Cardiac Conduction System

• Increased permeability of cardiac muscle cell membranes to potassium results in hyperpolarization.
• Hyperpolarization makes the SA and AV nodes more excitable; acetylcholine is the chief PNS neurotransmitter.
• SA node conduction speed is approximately 0.8 m/sec.
• The intrinsic firing rate of the SA node is between 60 to 100 beats per minute.
• Specialized conduction pathways exist between the SA and AV nodes for efficient impulse transmission.
• AV node conduction is notably slower at 0.05 m/sec.
• The His-Purkinje system allows rapid conduction from the atria to the ventricles.

Cardiac Muscle Ion Dynamics

• Conduction velocity from the bundle of His into the left and right bundle branches is about 2-4 m/sec.
• Purkinje fibers can fire at a rate of 20 to 40 beats per minute.
• SNS stimulation leads to catecholamine release from the CNS and adrenal medulla, increasing myocardial cell permeability to calcium and sodium.
• Cellular contractility depends heavily on calcium levels; certain anesthetics inhibit calcium influx, diminishing myocardial contractility.

Action Potential Phases

• Resting cell membrane has high permeability to potassium, low permeability to sodium and calcium.
• Phase 0 (depolarization) involves fast sodium channels opening between -70 mV to -50 mV.
• Local anesthetics can inhibit Phase 0 by blocking sodium influx.

========

* **Exercise brief**
Print the passage of the cardiac conduction notes that begins at the words "Cardiac Conduction System" and stops after "to the ventricles.". The items below the cardiac conduction notes come from a separate source.

========

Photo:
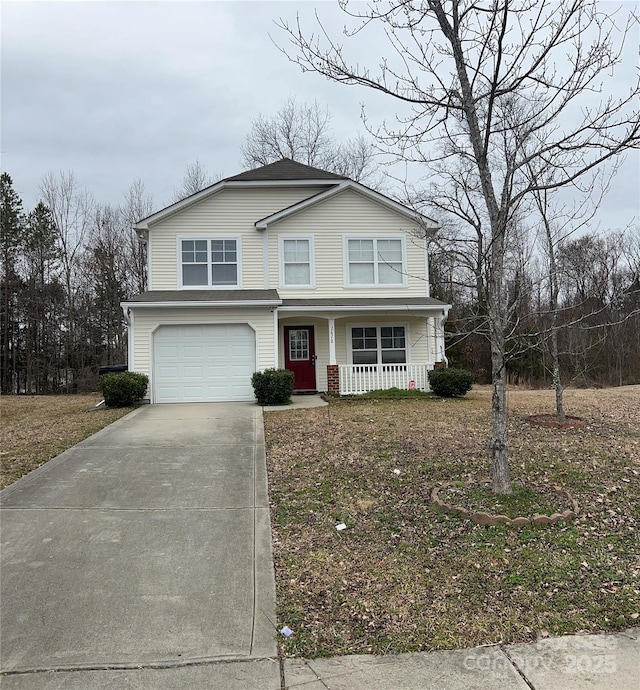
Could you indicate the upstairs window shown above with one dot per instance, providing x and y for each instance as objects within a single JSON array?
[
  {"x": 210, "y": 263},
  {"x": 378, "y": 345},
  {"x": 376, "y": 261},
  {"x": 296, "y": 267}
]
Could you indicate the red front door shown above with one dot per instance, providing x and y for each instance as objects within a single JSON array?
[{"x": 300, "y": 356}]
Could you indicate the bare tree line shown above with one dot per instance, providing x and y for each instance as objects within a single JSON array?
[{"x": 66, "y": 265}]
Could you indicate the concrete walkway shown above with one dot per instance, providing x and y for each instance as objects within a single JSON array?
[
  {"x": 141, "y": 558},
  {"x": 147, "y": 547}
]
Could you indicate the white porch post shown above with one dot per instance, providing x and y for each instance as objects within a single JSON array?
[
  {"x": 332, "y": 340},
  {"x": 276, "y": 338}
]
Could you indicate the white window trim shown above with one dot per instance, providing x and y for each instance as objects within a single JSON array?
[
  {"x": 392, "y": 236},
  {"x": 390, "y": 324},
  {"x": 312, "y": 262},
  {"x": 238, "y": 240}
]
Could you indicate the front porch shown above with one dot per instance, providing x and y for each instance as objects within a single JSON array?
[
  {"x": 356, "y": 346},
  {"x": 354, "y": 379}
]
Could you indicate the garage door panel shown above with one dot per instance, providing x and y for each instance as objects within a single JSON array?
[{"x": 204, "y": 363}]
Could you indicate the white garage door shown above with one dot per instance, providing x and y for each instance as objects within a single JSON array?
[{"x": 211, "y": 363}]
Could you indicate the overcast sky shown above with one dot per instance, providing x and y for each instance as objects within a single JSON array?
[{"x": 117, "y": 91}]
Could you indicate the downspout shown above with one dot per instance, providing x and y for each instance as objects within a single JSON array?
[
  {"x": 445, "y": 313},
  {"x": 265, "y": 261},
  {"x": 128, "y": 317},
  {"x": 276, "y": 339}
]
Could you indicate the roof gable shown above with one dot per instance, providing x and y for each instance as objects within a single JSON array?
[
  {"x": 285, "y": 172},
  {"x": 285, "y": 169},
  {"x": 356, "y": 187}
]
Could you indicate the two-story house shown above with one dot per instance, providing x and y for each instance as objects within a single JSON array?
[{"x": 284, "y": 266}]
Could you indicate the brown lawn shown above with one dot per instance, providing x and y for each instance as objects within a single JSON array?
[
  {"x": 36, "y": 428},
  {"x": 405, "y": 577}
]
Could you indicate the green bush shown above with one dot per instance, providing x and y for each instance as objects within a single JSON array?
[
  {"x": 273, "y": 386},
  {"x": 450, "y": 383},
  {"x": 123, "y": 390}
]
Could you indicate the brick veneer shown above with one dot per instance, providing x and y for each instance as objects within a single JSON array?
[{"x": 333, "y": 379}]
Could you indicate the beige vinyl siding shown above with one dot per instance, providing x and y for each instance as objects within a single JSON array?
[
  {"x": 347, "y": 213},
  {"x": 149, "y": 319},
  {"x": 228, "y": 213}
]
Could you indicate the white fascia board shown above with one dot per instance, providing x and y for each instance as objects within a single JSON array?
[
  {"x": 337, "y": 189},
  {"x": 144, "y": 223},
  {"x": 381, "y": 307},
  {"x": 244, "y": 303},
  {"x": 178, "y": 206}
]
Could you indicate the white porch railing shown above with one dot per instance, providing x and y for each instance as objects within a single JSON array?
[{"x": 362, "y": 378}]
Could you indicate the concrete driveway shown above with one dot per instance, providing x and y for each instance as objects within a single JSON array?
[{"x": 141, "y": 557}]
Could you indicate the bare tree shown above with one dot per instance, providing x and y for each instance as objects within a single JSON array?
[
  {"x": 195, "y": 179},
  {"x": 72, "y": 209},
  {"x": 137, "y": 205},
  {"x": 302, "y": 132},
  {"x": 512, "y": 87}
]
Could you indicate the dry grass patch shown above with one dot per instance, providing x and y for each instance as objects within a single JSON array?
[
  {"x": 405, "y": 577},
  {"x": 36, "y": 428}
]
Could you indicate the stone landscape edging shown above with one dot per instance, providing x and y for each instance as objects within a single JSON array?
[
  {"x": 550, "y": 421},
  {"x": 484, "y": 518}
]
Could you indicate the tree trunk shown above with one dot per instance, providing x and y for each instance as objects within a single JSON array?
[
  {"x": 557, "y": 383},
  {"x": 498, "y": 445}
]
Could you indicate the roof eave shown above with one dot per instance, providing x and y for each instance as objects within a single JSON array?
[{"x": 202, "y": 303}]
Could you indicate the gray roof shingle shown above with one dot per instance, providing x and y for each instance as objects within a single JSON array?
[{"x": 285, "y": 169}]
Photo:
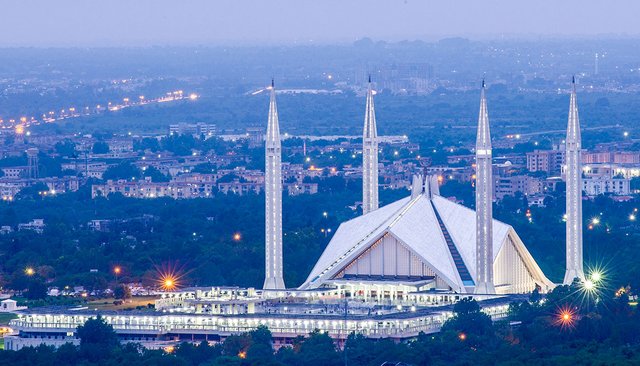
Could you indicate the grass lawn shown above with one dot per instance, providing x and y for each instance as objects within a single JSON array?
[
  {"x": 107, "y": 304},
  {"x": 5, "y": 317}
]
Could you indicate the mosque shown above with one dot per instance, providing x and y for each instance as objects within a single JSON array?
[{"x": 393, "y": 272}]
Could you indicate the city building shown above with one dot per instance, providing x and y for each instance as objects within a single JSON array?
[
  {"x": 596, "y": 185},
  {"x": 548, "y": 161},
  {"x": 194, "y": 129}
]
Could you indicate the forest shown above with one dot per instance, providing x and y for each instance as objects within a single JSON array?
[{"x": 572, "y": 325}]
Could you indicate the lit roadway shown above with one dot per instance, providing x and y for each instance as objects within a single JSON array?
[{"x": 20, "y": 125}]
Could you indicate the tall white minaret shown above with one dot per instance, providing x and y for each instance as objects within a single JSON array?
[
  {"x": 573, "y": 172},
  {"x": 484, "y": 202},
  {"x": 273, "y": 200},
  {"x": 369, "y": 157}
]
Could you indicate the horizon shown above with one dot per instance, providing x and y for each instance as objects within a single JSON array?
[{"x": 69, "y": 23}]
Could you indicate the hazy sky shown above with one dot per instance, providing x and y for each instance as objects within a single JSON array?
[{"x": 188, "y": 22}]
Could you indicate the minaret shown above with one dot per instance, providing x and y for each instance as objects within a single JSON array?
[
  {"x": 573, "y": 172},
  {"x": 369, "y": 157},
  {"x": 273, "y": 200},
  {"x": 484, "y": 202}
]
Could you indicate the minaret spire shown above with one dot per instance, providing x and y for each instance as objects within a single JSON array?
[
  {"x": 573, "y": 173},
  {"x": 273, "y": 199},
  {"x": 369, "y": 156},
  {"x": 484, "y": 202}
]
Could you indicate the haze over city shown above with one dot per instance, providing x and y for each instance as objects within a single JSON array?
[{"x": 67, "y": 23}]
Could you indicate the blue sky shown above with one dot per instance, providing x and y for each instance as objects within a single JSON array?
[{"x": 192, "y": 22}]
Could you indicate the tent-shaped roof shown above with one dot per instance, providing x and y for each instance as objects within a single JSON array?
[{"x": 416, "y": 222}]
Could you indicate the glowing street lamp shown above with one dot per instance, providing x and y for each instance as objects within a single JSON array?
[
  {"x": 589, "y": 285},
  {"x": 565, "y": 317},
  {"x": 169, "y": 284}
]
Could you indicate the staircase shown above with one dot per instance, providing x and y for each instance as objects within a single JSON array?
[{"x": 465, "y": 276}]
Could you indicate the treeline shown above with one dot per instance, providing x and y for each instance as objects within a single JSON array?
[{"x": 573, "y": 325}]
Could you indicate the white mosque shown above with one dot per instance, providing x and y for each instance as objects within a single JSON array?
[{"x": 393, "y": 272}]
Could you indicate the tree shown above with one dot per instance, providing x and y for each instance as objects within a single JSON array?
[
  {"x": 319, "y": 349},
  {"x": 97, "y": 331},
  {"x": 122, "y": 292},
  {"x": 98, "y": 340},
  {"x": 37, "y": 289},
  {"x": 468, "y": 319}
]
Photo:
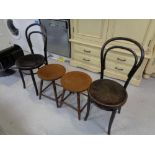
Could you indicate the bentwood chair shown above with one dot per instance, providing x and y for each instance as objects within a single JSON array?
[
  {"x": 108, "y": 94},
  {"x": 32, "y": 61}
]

========

* **Output for this exercise**
Cardiac Conduction System

• Increased permeability of cardiac muscle cell membranes to potassium results in hyperpolarization.
• Hyperpolarization makes the SA and AV nodes more excitable; acetylcholine is the chief PNS neurotransmitter.
• SA node conduction speed is approximately 0.8 m/sec.
• The intrinsic firing rate of the SA node is between 60 to 100 beats per minute.
• Specialized conduction pathways exist between the SA and AV nodes for efficient impulse transmission.
• AV node conduction is notably slower at 0.05 m/sec.
• The His-Purkinje system allows rapid conduction from the atria to the ventricles.